** Begin **
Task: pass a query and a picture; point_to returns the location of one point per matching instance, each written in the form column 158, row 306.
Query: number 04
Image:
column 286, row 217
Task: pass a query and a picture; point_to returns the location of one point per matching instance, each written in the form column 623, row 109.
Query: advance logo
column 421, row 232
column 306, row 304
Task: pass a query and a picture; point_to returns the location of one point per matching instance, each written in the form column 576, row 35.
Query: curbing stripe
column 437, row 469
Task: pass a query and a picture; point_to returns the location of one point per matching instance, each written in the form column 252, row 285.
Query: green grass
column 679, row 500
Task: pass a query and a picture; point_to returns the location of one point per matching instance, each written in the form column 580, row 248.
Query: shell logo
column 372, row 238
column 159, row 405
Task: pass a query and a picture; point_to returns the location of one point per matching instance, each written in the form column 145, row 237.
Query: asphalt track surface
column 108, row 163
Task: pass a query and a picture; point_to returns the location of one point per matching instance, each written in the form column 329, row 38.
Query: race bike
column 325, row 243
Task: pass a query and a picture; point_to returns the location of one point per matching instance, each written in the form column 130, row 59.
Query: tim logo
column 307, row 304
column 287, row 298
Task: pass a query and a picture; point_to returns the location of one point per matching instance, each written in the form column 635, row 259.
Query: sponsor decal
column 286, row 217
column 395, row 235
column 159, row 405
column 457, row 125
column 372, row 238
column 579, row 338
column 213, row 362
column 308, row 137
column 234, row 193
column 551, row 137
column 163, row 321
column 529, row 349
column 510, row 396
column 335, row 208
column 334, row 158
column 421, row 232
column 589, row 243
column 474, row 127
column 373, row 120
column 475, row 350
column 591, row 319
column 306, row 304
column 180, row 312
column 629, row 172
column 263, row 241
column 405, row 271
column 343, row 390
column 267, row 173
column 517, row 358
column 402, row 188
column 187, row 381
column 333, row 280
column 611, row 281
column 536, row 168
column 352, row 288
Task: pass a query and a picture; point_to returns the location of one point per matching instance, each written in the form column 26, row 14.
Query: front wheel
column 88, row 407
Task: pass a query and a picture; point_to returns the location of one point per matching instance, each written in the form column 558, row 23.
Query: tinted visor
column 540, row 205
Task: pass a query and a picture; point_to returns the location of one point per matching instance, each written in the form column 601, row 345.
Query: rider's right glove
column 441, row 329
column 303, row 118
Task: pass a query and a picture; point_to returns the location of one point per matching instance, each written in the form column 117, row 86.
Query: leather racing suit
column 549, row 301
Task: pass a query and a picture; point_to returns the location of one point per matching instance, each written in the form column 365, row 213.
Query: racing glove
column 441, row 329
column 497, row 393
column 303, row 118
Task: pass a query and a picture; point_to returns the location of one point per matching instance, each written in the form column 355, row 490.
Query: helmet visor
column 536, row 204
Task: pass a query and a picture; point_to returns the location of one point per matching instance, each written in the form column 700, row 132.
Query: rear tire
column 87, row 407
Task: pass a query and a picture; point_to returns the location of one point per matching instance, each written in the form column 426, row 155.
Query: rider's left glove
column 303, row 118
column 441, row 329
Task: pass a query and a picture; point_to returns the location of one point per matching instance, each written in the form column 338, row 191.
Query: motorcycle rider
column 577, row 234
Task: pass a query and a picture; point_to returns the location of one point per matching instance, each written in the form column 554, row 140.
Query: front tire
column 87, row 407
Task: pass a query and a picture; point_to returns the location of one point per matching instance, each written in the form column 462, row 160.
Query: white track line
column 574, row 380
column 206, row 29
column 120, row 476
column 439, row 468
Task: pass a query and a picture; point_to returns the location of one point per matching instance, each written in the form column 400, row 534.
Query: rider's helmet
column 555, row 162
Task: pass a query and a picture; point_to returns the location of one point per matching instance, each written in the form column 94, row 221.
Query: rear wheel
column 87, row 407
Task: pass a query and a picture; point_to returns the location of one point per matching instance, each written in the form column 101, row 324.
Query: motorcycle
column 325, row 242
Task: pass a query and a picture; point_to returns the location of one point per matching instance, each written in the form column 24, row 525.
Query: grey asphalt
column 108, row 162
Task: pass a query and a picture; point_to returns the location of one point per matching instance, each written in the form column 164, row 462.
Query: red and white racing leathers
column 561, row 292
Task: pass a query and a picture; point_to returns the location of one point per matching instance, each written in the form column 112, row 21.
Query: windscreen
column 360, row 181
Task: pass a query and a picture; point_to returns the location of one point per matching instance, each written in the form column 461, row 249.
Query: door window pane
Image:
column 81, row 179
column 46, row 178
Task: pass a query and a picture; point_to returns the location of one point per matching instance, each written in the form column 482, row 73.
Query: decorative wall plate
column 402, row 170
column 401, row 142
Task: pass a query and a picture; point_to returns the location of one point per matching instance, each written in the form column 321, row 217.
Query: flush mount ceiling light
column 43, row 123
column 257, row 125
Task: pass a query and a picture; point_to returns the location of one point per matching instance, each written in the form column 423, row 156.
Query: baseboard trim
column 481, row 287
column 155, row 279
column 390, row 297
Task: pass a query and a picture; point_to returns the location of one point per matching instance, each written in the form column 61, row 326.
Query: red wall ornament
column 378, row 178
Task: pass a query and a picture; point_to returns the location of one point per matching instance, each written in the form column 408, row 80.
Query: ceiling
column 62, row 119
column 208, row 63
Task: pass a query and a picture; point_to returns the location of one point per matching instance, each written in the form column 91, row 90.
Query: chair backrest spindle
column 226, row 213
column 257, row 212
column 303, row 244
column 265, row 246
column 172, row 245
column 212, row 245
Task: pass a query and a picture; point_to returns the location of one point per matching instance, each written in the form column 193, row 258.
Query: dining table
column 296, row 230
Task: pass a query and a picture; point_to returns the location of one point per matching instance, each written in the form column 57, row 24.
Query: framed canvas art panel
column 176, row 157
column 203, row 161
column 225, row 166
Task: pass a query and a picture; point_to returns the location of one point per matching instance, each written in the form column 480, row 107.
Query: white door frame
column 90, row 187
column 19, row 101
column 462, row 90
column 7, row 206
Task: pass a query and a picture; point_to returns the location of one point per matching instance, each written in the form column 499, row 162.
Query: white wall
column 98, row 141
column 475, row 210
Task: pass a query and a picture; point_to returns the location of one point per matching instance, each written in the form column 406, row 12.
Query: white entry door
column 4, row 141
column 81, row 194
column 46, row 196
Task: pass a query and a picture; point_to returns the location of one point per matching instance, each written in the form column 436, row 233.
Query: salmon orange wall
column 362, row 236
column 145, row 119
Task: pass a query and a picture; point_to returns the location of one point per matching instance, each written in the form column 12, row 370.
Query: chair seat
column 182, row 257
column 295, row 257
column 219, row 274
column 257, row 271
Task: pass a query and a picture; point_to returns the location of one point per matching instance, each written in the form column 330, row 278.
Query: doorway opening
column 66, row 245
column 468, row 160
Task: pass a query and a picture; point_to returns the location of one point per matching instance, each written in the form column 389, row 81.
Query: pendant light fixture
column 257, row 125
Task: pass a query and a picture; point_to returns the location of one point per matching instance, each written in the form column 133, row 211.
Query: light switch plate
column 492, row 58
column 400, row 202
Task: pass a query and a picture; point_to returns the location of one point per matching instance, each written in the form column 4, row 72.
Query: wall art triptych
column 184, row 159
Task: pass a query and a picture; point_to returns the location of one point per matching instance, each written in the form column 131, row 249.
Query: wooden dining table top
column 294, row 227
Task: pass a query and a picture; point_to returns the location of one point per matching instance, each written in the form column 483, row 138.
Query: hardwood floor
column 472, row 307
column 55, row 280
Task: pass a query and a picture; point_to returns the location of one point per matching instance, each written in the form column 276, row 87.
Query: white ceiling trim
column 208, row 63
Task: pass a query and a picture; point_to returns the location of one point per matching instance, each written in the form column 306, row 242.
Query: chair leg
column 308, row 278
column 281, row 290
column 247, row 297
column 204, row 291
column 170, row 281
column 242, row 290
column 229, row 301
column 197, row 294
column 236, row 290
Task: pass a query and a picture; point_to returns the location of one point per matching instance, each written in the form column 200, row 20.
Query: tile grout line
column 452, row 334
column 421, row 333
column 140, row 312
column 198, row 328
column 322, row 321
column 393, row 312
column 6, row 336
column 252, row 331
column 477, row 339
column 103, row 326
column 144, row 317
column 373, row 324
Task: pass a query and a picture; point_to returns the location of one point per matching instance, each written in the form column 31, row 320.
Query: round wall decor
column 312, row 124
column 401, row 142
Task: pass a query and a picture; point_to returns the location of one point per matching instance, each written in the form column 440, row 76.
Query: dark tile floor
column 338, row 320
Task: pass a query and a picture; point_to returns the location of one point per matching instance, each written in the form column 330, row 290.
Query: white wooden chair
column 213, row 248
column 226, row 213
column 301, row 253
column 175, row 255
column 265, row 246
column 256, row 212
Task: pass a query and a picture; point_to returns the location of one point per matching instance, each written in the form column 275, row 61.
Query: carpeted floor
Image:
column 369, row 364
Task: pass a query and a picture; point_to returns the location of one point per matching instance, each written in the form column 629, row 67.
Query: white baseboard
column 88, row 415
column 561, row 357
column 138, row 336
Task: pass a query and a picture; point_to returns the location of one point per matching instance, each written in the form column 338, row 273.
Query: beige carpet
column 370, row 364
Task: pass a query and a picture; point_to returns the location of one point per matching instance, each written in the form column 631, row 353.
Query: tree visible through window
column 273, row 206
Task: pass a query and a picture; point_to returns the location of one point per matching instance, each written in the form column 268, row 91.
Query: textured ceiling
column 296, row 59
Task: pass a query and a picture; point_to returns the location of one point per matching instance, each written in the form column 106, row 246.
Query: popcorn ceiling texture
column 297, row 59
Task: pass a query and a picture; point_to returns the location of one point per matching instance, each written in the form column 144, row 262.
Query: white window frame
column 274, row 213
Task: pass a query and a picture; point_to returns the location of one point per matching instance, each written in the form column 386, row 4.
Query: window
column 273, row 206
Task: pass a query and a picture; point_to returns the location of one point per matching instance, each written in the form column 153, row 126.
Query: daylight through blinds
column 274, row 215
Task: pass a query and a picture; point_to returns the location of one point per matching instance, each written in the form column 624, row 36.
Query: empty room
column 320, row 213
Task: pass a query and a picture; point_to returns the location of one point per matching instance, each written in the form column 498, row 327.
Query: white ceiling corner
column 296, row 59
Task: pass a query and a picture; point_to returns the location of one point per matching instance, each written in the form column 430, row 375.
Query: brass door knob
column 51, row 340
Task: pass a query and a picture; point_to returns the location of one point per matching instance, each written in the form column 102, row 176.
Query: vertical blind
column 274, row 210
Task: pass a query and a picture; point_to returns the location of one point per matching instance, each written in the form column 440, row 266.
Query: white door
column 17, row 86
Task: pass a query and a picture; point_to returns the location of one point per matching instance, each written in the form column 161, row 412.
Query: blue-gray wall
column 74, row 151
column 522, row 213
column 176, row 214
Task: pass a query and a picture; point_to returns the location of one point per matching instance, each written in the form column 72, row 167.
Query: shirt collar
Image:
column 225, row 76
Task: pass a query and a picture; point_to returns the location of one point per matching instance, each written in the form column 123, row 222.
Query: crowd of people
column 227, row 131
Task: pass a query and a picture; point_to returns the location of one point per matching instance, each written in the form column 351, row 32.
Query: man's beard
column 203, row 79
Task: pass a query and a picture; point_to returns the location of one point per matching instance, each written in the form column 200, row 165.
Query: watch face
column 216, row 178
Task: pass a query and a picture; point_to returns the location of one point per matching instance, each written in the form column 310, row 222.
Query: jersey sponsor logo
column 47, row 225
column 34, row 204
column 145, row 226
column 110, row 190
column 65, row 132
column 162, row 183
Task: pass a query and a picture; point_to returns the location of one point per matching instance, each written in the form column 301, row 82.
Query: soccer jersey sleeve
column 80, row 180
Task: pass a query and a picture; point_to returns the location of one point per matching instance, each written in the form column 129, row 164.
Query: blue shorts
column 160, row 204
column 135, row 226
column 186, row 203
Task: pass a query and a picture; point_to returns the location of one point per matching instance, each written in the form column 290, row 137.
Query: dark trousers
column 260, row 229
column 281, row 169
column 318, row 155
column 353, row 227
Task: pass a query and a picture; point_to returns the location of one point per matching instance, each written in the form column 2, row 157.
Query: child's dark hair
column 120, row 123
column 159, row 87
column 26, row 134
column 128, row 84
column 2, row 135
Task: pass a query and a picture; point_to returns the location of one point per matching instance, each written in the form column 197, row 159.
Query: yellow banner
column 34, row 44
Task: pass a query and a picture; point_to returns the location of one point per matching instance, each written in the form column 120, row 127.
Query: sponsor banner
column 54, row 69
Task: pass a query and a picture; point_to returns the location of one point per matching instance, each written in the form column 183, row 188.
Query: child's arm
** End **
== Aim ==
From the line holding "200, row 165." through the last line above, reproduce each line exactly and add nothing.

== Worked answer ==
Task: pass a query and a picture; point_to returns the location of one point per matching instance, each written in the form column 200, row 165.
Query: watch face
column 216, row 178
Task: pass a query and a picture; point_to returns the location of one point per matching instance, each written in the form column 310, row 222.
Query: jersey sponsor logo
column 47, row 225
column 34, row 204
column 145, row 226
column 110, row 190
column 65, row 132
column 162, row 183
Task: pass a query and a picture; point_to returns the location of one point per matching instance, each written in the form column 301, row 82.
Query: soccer jersey sleeve
column 80, row 180
Task: pass a query and a picture; point_to returns the location of one point per matching instance, each written in the form column 129, row 164.
Query: blue shorts
column 160, row 204
column 135, row 226
column 186, row 203
Task: pass a query and a picture; point_to returns the location of one point per matching instance, each written in the form column 290, row 137.
Query: dark trousers
column 260, row 229
column 281, row 169
column 318, row 155
column 353, row 227
Task: pass a query and a picture; point_to returns the location of one point per matching instance, each written in the form column 2, row 157.
Query: child's dark hair
column 120, row 123
column 159, row 87
column 26, row 134
column 128, row 84
column 2, row 135
Task: pass a query and a picture; point_to returns the location of one point per matching instance, each written in the form column 197, row 159.
Query: yellow banner
column 34, row 44
Task: pass a query and a picture; point_to returns the location of one point per matching instance, each written in the form column 120, row 127.
Query: sponsor banner
column 54, row 69
Task: pass a query and a picture; point_to returns the location of one point per matching instance, each written in the form column 183, row 188.
Query: child's arm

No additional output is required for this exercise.